**GIVEN TEXT**
* START *
# Springfield 1911 .45 A1 Legal?



## AFadenholz (Sep 19, 2015)

So I recently purchased a Springfield 1911 A1 .45 pistol. It comes standard with a 5-inch barrel. I obviously did not purchase this gun for deer hunting (I actually hate gun season) I'm a bowhunter. I do have a spot where the deer are always within 5-10 yards and just thought it might be a cool way to take down a doe during gun season. 

I have read the rules and regulations and I'm 99% sure it would be a legal weapon to hunt deer with, but I wanted to throw this on the forum to see if anyone knew 100%.


----------



## InlandKid (Aug 29, 2006)

Measure from the front of the chamber to the end of the barrel, if that measures 5 inches or longer then it would be legal to use.


----------



## TDD11 (Aug 5, 2015)
* END *
**EXERCISE 1**
Select each line of the listing that contains the word "white", matching its case exactly.
The listing that follows has no connection to the forum thread about hunting deer with a 1911 pistol.

Data extracted from a collection
* START *
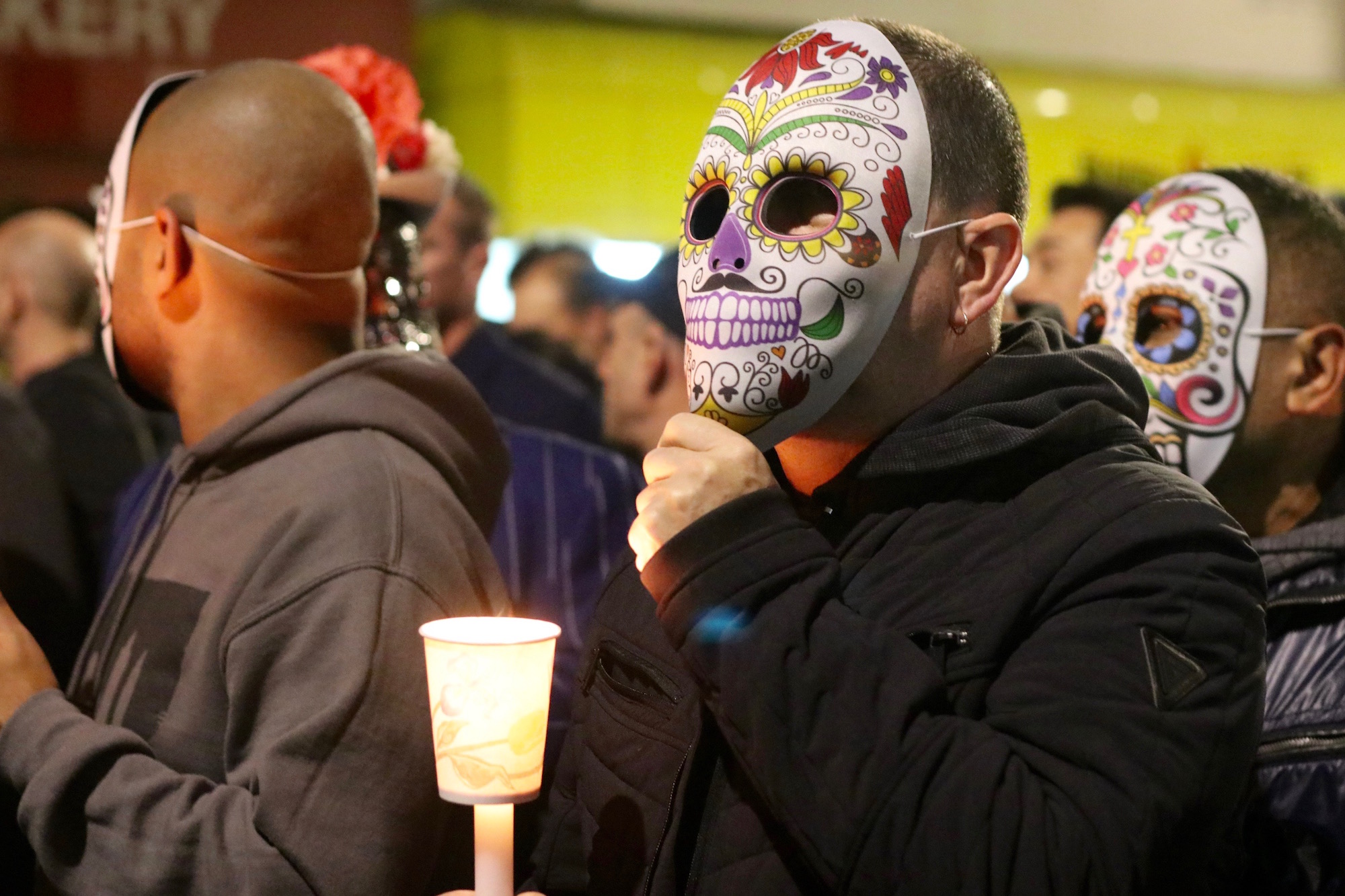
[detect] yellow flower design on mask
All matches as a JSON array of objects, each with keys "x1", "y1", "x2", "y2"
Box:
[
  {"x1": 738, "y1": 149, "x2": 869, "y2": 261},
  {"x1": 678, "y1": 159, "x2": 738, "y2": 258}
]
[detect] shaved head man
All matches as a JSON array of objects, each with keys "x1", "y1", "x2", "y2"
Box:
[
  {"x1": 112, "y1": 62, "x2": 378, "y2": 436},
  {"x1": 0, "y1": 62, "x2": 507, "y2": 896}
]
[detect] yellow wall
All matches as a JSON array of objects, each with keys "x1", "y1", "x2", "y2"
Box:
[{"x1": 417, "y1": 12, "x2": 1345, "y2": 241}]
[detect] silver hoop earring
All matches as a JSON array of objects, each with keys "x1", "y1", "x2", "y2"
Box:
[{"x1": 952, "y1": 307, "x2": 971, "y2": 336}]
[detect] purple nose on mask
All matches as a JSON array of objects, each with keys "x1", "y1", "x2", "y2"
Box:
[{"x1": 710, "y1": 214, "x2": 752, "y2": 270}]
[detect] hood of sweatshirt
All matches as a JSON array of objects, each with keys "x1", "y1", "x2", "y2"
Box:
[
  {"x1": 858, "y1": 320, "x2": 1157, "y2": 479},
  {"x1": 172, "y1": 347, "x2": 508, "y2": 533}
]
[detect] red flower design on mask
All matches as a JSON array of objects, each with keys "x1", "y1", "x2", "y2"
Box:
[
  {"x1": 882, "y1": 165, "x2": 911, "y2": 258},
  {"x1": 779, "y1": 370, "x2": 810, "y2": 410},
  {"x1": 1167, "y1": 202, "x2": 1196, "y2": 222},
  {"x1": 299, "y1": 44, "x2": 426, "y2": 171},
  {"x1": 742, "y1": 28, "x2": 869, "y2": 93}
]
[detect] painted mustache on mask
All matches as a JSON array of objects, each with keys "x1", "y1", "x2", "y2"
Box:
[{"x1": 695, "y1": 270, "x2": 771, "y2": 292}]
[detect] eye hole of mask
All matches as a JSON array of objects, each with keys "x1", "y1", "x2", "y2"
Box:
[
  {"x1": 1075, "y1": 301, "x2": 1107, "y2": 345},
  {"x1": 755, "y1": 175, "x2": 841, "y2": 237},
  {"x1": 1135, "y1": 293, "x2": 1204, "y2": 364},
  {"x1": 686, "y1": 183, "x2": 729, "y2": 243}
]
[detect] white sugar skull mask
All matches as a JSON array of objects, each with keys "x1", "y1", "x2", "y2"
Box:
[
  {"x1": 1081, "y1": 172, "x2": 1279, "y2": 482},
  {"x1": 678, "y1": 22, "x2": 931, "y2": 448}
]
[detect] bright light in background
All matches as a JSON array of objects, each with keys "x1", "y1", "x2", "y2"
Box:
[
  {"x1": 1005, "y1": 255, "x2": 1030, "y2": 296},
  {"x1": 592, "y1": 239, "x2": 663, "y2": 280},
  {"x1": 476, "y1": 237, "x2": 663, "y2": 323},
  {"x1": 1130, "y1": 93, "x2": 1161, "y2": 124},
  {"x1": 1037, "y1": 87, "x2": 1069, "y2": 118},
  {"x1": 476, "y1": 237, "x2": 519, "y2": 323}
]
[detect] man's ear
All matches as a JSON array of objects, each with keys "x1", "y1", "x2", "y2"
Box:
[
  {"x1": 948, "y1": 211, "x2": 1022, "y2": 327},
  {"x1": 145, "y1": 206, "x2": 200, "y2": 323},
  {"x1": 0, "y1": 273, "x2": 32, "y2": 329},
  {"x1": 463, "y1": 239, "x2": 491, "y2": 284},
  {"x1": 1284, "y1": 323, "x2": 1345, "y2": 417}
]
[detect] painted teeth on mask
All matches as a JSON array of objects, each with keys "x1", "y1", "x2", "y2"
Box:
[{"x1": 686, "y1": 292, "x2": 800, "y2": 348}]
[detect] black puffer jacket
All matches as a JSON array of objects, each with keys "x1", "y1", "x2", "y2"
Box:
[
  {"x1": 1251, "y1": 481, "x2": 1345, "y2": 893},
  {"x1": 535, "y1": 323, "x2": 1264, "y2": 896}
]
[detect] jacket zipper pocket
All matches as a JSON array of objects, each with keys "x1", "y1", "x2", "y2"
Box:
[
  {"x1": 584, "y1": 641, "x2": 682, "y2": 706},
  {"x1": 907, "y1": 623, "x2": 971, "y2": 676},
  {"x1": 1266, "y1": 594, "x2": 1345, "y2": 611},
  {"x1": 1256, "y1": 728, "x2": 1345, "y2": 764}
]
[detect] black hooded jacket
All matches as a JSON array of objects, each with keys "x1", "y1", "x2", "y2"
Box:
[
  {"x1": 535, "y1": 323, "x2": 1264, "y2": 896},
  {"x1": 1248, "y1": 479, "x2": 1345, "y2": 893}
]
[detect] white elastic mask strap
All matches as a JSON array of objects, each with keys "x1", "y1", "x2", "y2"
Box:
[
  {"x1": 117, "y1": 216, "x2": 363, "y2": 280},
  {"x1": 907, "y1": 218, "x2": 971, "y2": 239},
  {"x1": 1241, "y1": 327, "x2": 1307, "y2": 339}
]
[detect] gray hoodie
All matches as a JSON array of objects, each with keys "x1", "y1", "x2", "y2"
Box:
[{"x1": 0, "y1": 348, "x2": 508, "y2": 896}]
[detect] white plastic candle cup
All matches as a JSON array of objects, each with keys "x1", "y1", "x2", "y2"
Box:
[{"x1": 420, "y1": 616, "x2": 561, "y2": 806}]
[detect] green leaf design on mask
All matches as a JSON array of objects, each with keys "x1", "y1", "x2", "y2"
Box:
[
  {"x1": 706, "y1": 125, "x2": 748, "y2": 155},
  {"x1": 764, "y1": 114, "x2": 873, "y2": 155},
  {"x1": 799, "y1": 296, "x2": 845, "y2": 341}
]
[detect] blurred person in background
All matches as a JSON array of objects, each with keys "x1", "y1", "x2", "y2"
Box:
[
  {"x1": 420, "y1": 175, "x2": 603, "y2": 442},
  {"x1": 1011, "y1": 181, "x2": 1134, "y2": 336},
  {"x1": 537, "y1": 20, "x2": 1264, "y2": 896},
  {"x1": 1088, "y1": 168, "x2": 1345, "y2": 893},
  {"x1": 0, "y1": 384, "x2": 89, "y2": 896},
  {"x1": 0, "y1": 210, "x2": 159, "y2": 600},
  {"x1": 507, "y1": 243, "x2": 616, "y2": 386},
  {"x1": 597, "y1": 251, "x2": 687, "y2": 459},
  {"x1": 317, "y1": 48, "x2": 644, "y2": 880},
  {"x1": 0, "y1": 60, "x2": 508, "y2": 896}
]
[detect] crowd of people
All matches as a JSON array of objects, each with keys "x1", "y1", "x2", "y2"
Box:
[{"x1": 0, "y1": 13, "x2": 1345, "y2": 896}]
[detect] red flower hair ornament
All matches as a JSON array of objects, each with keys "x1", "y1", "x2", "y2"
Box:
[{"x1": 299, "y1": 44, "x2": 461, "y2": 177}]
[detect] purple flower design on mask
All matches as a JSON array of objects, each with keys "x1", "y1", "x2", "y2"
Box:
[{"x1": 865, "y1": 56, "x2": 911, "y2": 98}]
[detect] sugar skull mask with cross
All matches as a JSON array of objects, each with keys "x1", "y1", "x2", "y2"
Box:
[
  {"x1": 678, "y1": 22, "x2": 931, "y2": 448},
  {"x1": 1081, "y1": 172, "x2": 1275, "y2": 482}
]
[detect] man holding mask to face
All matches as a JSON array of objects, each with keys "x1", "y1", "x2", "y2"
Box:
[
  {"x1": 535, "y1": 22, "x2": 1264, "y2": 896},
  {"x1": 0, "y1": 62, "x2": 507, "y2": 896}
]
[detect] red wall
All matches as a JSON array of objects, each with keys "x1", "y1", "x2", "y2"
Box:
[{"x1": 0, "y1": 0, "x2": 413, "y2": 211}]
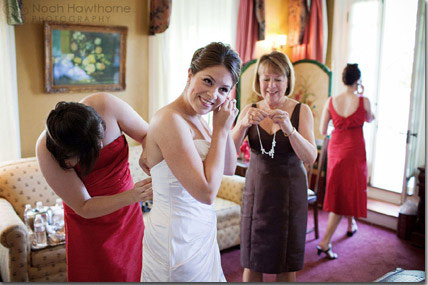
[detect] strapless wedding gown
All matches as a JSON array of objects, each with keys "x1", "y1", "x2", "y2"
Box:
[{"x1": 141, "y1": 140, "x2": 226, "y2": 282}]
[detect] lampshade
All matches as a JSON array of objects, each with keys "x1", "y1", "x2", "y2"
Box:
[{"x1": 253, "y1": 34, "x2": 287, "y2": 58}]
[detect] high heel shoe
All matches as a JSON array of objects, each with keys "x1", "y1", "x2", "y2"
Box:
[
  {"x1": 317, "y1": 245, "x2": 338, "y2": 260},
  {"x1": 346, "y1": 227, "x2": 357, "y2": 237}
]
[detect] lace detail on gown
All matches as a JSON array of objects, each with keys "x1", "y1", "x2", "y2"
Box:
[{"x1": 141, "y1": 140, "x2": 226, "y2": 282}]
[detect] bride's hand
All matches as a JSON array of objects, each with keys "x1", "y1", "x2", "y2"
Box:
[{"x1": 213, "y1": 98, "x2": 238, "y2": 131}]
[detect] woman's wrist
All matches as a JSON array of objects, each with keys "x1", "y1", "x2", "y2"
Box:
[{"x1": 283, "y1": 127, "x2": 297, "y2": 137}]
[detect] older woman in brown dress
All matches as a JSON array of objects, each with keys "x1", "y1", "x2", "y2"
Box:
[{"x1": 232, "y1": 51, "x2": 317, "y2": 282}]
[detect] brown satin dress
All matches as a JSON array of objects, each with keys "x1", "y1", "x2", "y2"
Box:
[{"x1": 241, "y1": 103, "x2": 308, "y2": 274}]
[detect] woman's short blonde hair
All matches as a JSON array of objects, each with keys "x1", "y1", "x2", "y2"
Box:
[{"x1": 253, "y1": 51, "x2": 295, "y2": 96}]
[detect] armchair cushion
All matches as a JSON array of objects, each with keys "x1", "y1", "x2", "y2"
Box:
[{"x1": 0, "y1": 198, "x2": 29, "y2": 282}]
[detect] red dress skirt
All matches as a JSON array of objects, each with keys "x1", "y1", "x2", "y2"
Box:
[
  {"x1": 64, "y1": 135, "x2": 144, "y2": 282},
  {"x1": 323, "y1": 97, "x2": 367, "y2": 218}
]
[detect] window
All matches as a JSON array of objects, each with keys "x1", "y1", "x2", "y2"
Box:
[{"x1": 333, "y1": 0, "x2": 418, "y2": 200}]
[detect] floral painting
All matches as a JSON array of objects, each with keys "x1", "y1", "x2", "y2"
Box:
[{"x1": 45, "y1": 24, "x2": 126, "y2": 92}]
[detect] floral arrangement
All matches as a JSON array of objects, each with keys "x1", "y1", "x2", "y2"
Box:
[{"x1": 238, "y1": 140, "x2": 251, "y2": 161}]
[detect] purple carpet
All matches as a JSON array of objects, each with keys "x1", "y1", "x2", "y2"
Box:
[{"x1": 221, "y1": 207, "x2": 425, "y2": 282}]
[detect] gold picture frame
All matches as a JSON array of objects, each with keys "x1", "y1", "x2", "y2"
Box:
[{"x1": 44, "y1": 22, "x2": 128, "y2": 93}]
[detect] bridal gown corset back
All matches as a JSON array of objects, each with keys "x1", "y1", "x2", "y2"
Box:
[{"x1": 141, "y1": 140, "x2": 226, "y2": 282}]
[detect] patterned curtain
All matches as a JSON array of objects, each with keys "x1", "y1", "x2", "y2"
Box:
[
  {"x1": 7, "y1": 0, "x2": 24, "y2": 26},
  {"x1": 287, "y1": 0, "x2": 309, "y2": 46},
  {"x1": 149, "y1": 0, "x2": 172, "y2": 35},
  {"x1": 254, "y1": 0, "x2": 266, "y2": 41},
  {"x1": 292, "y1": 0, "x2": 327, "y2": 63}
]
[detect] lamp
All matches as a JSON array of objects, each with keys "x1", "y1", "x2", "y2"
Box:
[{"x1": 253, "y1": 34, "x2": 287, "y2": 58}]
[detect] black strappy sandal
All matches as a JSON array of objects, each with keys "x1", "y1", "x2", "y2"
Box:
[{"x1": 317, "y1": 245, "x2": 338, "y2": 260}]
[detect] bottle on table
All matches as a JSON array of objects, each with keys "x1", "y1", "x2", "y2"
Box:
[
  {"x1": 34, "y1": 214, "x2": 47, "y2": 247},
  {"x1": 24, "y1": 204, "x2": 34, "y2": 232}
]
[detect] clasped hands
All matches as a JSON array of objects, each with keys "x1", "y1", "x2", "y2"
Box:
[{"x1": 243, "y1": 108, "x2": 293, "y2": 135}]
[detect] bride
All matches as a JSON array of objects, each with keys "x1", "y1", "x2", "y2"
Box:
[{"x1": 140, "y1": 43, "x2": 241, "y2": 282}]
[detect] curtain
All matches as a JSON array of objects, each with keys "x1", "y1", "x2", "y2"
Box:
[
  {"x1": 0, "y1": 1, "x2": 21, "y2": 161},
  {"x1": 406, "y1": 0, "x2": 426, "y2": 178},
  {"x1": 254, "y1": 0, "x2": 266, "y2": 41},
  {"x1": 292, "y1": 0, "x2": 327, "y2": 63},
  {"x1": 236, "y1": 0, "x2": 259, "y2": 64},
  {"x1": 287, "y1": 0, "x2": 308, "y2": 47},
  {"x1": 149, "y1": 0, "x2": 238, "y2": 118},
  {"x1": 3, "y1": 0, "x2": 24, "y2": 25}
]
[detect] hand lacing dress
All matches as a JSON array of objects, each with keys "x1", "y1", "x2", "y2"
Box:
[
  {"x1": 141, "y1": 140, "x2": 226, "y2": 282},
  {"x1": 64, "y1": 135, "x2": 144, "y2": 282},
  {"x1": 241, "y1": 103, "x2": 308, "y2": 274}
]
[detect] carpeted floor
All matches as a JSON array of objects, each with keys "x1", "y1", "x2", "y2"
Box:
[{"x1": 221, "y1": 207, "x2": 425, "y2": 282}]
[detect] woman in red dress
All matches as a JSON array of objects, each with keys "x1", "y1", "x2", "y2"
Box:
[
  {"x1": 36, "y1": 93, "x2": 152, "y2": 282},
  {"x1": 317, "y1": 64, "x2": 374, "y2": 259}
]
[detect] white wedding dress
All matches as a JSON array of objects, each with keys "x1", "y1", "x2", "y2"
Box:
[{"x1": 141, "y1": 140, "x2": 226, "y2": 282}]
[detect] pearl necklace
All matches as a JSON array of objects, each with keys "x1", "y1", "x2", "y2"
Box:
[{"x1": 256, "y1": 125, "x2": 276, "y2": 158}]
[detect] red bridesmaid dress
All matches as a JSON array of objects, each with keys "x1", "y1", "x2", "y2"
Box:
* END *
**EXERCISE 2**
Write what comes next in the forum thread about hunting deer with a 1911 pistol, picking up after its final line.

**REPLY 1**
[detect] white sugar skull mask
[detect] white elastic mask strap
[detect] white plastic candle cup
[detect] white wedding dress

**REPLY 2**
From my recollection, Ohio measures barrel length different than the "industry standard" for barrel length. As InlandKid mentioned, Ohio measures barrel length from the end of the chamber to the end of the barrel, so your 5" barreled 1911 is not really 5" by the Ohio standard. Confirm yourself but that's what I recall. I looked into it once.


----------



## AFadenholz (Sep 19, 2015)

https://rover.ebay.com/rover/0/0/0?mpre=https://www.ebay.com/ulk/itm/291888958182

I’m hoping this just fixed my issue - will put a tape on it when I get home from work.


----------



## river..rat (Jun 27, 2014)

AFadenholz said:


> So I recently purchased a Springfield 1911 A1 .45 pistol. It comes standard with a 5-inch barrel. I obviously did not purchase this gun for deer hunting (I actually hate gun season) I'm a bowhunter. I do have a spot where the deer are always within 5-10 yards and just thought it might be a cool way to take down a doe during gun season.
> 
> I have read the rules and regulations and I'm 99% sure it would be a legal weapon to hunt deer with, but I wanted to throw this on the forum to see if anyone knew 100%.
> View attachment 332575


Just chiming in to dislike gun season with you lol


----------



## loweman165 (May 15, 2015)

Not legal.


----------



## lmbchckn (Apr 3, 2013)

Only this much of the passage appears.